• Exercise:
There is material below. Print exactly the lines starting at the line with "the front wheel" and ending at the line with "the white paper", ends included, and no others.

• Dataset:
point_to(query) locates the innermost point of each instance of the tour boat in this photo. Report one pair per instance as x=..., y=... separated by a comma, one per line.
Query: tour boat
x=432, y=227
---
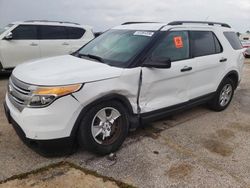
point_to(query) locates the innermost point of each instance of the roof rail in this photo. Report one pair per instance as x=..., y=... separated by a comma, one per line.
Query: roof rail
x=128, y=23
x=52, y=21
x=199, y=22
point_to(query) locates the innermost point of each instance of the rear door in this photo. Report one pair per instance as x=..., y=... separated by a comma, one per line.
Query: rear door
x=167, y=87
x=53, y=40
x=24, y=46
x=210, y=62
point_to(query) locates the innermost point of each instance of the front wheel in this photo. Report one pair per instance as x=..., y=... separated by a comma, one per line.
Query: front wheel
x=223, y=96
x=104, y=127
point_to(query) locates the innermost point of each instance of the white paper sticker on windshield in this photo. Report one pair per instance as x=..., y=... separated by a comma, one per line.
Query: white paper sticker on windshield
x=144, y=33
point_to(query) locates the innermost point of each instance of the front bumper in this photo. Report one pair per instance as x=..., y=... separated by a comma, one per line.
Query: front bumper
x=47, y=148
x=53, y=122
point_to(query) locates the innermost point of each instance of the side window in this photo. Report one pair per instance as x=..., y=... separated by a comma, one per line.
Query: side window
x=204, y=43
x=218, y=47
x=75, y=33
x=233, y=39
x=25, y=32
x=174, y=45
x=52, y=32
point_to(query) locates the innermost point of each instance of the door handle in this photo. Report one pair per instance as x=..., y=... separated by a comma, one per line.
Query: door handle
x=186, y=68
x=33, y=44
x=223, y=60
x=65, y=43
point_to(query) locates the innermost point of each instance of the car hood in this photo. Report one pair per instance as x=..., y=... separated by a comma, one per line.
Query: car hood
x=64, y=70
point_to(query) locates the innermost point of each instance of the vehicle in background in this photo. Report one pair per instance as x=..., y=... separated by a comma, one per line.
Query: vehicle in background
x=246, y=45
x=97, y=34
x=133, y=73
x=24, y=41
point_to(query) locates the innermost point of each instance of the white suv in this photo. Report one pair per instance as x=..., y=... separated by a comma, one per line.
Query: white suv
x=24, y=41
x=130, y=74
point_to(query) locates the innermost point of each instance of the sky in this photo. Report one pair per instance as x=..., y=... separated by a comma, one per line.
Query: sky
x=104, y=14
--
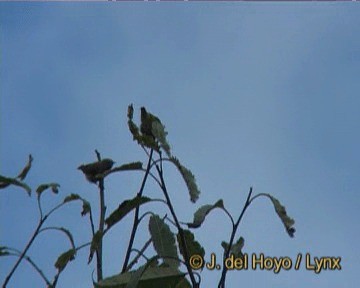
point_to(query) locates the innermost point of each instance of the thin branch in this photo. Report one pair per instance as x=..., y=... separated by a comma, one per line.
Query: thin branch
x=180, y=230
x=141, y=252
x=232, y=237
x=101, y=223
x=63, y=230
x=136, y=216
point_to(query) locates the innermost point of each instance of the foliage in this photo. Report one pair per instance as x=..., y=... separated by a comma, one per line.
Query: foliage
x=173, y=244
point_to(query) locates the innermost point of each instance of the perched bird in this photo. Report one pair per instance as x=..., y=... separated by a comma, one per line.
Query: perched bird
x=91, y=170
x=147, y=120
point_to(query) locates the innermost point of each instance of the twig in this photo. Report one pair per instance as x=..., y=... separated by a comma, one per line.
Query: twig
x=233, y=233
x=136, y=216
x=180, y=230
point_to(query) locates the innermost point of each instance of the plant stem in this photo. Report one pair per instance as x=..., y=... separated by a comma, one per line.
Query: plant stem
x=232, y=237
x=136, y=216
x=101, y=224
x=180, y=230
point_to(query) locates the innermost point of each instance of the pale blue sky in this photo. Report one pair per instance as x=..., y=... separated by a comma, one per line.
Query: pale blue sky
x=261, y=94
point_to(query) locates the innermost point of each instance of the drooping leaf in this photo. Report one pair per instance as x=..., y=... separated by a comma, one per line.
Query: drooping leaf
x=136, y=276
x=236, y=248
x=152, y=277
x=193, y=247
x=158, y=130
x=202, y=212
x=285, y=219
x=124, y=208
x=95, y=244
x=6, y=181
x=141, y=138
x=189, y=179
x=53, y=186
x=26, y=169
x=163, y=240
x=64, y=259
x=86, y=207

• Output of the task:
point_to(query) locates the innermost point of each instance of the front wheel in this photo. Report one pair per instance as x=..., y=... separated by a comma, one per line.
Query: front wheel
x=223, y=96
x=104, y=127
point_to(query) locates the innermost point of each instance of the white paper sticker on windshield in this photo. Report one pair per instance as x=..., y=... separated by a comma, one per line.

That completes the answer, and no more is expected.